Performance Measurement / About the Author

book cover for Performance MeasurementHarry Hatry is director of the Urban Institute's Public Management Program. Since the early 1970s, he has been a leader in developing procedures for evaluation of nonprofit and government services. In recent years, he has also worked to improve performance measurement and management in other countries, including Thailand and Hungary.

He has authored or co-authored numerous books, reports, and articles describing performance measurement procedures, including publications for the U.S. Departments of Education and Justice, the International City Management Association, and United Way of America. Hatry has received awards for his work in performance measurement and evaluation from a number of organizations, including the American Society for Public Administration and the National Academy of Public Administration.

He spoke with Richard Deutsch about how performance measurement can improve service delivery:

Hatry:

It's the attempt in a systematic way to regularly provide data to agency officials about the outcomes and the efficiency of their programs. That information should provide guidance for managers to improve, to find out where problems exist, to see where they are doing well and where they are not doing well. They can then take action and use later performance measurement reports to see if the desired outcomes occurred.

Deutsch:

In your book you stress the importance in performance measurement of differentiating between program outputs and outcomes. Why?

Hatry:

One of the chronic problems in performance management is for officials and managers to distinguish the physical outputs the agency itself produces-the number of reports prepared, number of miles of roads maintained, number of clients served-to distinguish that from the results of the agency's efforts, the actual outcomes-the change in behavior, attitudes, or condition of the agency's customers. Both types of measurement are important for managers, but in past decades the focus has been on the outputs. The new, commonsense approach is concerned primarily with provision of benefits to the public.

Deutsch:

If this is a commonsense approach, why wasn't it prevalent in the past?

Hatry:

Managers basically felt that they knew whether their programs were doing well or not. They felt their judgments were sufficient. A number of things have happened in the last few decades: there's a recognition now that you need more than that, that the manager's viewpoint isn't sufficient for tracking progress; money for social programs is tighter; social problems have increased: population, poverty, racial discrimination, and other problems that are difficult to track were not perceived in the old days as being as much of a problem as they are today. There's been increasing pressure in recent years-from the public, business leaders, politicians-demanding managers show us what we're getting for our money. And computer technology has advanced to the point where important performance data can quite feasibly be collected and processed.

Deutsch:

Congress passed the Government Performance and Results Act in 1993. It stressed outcome measurement and public management accountability for the federal government. What's been accomplished?

▶ _Required work_:
1 > According to the performance measurement interview, in which other countries has Hatry recently worked to improve performance measurement and management?
2 > Go on with the performance measurement interview from the point where the text stops.
The material that comes after this isn't needed for anything here.

▶ _Data provided_:
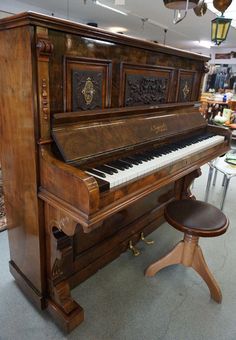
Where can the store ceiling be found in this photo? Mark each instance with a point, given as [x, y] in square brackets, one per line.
[186, 34]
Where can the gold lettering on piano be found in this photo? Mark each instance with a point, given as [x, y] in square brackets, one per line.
[186, 90]
[88, 91]
[158, 128]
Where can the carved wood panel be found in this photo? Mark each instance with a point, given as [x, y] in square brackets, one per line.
[145, 84]
[186, 83]
[87, 83]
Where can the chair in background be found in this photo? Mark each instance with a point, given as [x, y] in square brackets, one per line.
[228, 172]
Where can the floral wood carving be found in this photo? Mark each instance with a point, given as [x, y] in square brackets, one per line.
[140, 90]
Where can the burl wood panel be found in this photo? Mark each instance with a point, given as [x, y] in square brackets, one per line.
[19, 161]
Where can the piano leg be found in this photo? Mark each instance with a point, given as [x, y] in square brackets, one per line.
[66, 312]
[182, 187]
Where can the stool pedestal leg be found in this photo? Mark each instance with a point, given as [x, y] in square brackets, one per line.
[173, 257]
[189, 254]
[200, 266]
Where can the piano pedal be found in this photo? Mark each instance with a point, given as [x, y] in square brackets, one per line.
[148, 242]
[135, 251]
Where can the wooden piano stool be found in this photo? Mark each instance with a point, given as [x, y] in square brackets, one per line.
[195, 219]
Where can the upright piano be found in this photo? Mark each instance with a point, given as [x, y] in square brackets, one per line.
[99, 131]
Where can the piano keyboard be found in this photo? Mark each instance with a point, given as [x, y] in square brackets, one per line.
[135, 166]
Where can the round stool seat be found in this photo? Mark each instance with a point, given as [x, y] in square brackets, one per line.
[196, 218]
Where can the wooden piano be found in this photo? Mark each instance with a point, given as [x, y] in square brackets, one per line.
[99, 131]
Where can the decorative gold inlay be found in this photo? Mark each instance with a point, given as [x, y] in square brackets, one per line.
[135, 251]
[148, 242]
[186, 90]
[88, 91]
[157, 128]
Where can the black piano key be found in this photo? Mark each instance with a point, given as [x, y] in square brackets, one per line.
[108, 170]
[117, 165]
[102, 184]
[112, 168]
[126, 163]
[96, 172]
[131, 160]
[136, 159]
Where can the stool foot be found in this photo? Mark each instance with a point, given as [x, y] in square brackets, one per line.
[200, 266]
[174, 257]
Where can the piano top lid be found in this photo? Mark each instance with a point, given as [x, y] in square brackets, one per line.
[88, 139]
[34, 18]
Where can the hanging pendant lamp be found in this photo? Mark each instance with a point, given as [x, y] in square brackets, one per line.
[180, 4]
[220, 25]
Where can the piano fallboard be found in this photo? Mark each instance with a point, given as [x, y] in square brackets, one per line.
[86, 202]
[123, 131]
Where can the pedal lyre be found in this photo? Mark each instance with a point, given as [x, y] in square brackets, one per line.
[135, 251]
[149, 242]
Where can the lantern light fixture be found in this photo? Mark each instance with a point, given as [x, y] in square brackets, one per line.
[220, 25]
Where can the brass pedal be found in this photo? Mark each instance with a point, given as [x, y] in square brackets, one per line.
[135, 251]
[148, 242]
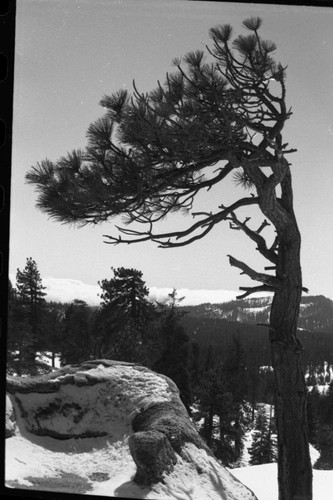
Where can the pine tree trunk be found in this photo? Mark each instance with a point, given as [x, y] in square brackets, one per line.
[294, 464]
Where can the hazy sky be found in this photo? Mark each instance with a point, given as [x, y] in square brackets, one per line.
[70, 53]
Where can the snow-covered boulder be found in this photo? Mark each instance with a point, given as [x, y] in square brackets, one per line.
[113, 428]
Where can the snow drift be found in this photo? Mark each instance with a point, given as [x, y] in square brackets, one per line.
[92, 428]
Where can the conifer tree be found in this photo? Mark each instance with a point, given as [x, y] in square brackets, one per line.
[30, 295]
[153, 152]
[263, 448]
[173, 358]
[76, 342]
[125, 315]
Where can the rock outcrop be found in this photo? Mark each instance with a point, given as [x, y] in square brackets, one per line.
[114, 400]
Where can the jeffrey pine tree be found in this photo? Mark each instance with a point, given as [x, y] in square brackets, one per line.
[152, 153]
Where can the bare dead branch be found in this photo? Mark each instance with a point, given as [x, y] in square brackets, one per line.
[255, 289]
[267, 279]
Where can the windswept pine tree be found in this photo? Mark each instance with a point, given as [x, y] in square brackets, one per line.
[152, 154]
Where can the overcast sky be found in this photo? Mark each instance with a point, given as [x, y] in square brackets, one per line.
[70, 53]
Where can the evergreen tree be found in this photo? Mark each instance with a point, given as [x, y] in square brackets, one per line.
[173, 359]
[30, 296]
[263, 449]
[236, 381]
[76, 343]
[18, 330]
[125, 315]
[210, 396]
[154, 153]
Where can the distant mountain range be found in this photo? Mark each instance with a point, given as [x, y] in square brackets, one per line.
[316, 312]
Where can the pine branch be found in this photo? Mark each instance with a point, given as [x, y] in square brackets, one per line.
[255, 289]
[255, 236]
[271, 281]
[204, 225]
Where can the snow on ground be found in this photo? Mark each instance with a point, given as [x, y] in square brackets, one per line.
[47, 457]
[262, 480]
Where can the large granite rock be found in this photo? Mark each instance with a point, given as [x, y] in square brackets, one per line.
[104, 398]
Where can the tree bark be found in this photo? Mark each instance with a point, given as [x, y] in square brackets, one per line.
[294, 464]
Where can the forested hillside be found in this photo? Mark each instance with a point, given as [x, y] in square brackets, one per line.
[316, 312]
[216, 325]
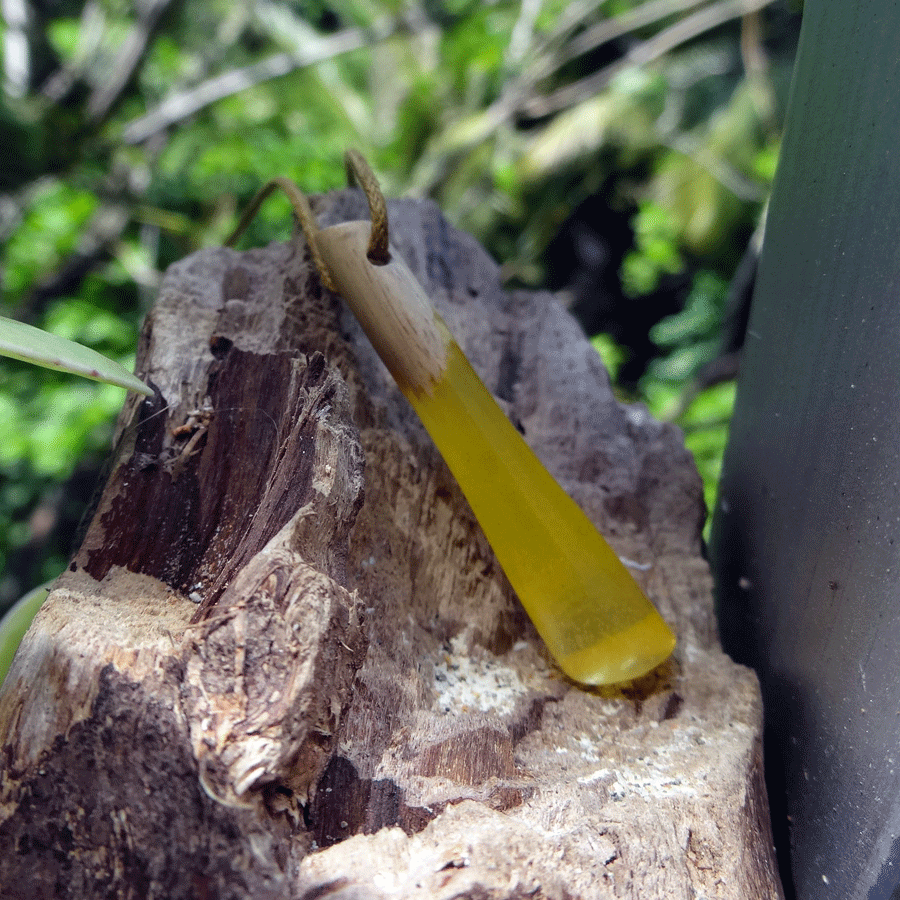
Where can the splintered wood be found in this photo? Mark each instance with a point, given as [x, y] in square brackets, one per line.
[285, 663]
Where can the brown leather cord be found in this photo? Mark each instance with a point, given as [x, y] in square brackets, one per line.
[357, 169]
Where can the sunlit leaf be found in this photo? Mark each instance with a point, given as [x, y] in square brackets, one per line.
[21, 341]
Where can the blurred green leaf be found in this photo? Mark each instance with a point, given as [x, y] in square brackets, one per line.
[21, 341]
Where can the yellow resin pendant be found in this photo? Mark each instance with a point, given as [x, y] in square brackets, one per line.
[597, 623]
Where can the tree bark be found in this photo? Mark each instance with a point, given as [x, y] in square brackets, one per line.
[284, 662]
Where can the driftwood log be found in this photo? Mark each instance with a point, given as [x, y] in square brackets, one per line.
[285, 664]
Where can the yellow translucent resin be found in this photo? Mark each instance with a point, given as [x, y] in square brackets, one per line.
[595, 620]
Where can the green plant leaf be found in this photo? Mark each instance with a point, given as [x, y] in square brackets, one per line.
[21, 341]
[16, 622]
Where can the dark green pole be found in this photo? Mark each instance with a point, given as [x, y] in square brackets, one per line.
[806, 533]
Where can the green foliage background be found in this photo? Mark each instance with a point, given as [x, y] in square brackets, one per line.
[508, 114]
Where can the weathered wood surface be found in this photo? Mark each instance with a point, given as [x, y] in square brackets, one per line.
[285, 664]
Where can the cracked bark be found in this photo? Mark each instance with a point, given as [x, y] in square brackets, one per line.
[285, 663]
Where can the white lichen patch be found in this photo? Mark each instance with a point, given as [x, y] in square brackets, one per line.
[477, 682]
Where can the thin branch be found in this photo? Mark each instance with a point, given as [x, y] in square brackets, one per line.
[128, 59]
[184, 104]
[647, 51]
[649, 13]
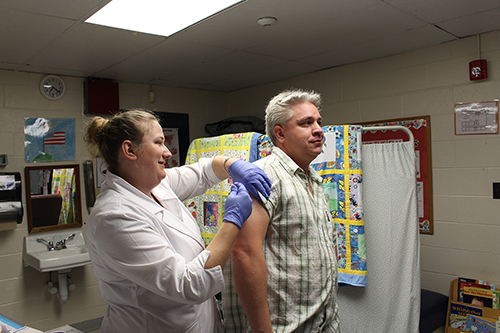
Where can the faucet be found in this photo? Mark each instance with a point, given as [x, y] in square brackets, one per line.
[62, 244]
[50, 244]
[57, 246]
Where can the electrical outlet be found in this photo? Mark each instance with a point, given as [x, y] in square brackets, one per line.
[496, 190]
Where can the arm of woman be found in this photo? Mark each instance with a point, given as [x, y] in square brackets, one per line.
[249, 174]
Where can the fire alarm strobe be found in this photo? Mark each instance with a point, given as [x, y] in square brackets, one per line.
[477, 70]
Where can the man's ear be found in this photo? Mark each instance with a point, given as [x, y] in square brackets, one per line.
[279, 133]
[129, 150]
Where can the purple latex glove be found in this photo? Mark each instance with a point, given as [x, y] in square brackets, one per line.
[252, 177]
[238, 205]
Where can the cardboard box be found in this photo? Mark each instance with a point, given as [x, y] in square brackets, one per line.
[487, 312]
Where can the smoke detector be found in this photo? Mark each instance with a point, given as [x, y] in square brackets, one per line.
[267, 21]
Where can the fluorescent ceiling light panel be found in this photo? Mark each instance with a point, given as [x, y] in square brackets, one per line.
[157, 17]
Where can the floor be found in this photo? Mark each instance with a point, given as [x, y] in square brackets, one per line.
[89, 326]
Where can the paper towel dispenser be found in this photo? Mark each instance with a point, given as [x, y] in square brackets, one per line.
[11, 208]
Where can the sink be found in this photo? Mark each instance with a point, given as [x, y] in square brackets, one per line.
[38, 255]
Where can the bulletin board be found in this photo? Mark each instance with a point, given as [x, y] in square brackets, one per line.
[421, 129]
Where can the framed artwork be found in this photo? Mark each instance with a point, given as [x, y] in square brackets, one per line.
[49, 139]
[476, 118]
[176, 130]
[421, 129]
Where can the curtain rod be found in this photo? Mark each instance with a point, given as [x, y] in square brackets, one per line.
[394, 128]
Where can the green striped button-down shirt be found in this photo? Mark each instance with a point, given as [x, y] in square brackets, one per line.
[300, 254]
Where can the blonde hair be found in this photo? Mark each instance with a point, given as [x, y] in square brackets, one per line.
[105, 136]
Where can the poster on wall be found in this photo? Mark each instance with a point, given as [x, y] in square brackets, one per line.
[49, 139]
[476, 118]
[420, 127]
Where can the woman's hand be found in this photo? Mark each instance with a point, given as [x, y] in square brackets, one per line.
[250, 175]
[238, 205]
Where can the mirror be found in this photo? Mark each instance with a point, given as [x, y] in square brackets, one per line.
[53, 197]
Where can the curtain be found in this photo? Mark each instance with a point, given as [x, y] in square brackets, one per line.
[391, 300]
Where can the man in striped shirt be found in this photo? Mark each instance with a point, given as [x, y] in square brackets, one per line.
[284, 270]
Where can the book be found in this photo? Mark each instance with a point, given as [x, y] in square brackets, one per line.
[466, 282]
[459, 313]
[481, 324]
[477, 296]
[496, 299]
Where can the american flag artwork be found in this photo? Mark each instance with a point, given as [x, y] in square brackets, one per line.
[55, 138]
[49, 139]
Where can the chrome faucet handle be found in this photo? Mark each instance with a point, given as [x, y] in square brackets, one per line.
[50, 244]
[70, 237]
[62, 244]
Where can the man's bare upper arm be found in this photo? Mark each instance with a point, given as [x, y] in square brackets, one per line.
[253, 231]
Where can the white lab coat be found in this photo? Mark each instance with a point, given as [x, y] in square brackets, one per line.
[149, 260]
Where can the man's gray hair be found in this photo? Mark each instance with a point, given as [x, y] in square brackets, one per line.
[279, 108]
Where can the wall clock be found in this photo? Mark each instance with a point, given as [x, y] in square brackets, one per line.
[52, 87]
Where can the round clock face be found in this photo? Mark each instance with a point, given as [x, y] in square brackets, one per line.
[52, 87]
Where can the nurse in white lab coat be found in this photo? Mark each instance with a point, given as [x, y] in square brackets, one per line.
[147, 251]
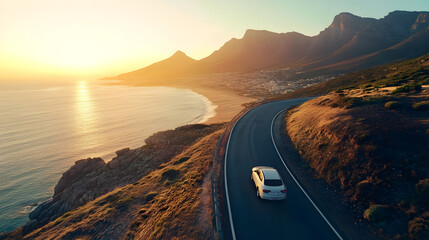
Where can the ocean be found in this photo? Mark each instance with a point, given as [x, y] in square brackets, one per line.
[44, 131]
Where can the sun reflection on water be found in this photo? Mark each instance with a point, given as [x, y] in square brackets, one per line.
[86, 121]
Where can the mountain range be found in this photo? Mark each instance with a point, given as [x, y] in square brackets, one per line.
[349, 43]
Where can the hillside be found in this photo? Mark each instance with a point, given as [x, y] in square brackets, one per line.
[349, 43]
[381, 76]
[136, 195]
[371, 144]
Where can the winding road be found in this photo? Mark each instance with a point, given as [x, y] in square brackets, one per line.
[251, 144]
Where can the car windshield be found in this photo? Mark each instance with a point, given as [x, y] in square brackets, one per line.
[273, 182]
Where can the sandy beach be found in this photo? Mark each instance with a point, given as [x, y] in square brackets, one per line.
[228, 103]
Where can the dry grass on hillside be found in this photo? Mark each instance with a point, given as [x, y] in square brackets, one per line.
[169, 203]
[373, 152]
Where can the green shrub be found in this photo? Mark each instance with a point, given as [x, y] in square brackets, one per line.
[408, 88]
[418, 228]
[421, 106]
[150, 196]
[392, 105]
[377, 213]
[170, 174]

▶ _Task-by-task outputs_:
1 > Thailand and Hungary.

2 >
Hatry:

It's amazing what has been done. Since 1997, the action has really picked up. With considerable continuing interest in Congress and oversight by the Office of Management and Budget, federal agencies are taking the requirements seriously. That said, it's still in the very early stages. As of today, no annual program performance report has yet been produced. The first ones are due in March 2000, the first reports to Congress and the President on actual achievement on annual performance plans and the extent to which agencies have been able to meet their outcome targets. We're still in the very early stages of a very complex piece of business.

Deutsch:

So we're at a point where the intellectual basis for this movement has been evolving over a couple of decades and now, finally, federal legislation is implementing this?

Hatry:

Yes, but we shouldn't play down the role of the local and state governments. Local governments were probably into performance measurement first. Local governments in places such as Charlotte (North Carolina), Dayton (Ohio), Savannah (Georgia), and Sunnyvale (California) were doing this in the 1970s. They were all doing major pieces of outcome measurement back then. Even then, they were thinking about customer satisfaction with government services. State governments, particularly Oregon and Texas, were beginning efforts in the early 1990s, if not before. A number of private, nonprofit service agencies have also begun making considerable efforts to assess the outcome of their services.

Deutsch:

How does your latest book advance discussion of the issue?

Hatry:

The book provides an extensive series of recommendations on instituting not only performance measurement but also performance management. It is written for any agency that delivers public services, including the private, nonprofit sector. The book addresses basic technical issues, major issues of the performance management process, and identifies obstacles and limitations of performance measurement.

Deutsch:

You say in the book that performance measurement can tell a manager about a program's outcome, but it doesn't tell you why that outcome was achieved.

Hatry:

Yes, but we make the point that a well-conceived performance measurement system can provide a lot of clues. If you are doing surveys of customers, for example, we urge that surveys also ask respondents for suggestions for improvement-and ask why customers give bad marks to certain program characteristics. Disaggregating by organizational units, and by various demographic characteristics, can help identify where things are going well and where not. However, this does not replace the need for in-depth evaluations that attempt to identify causes. But those are difficult to do and expensive.

Deutsch:

You also make the point that performance measurement is not simply a tool for government but is also important for private nonprofits.

Hatry:

Yes. United Ways have been leaders in using performance measurement, and this is a good example of a place where funders have been asking what communities are getting for their money. Local United Ways are now beginning to encourage the measurement of outcomes to provide some of the answers. A number of other organizations, such as in the health field, are seeking to encourage or even require outcome measurement.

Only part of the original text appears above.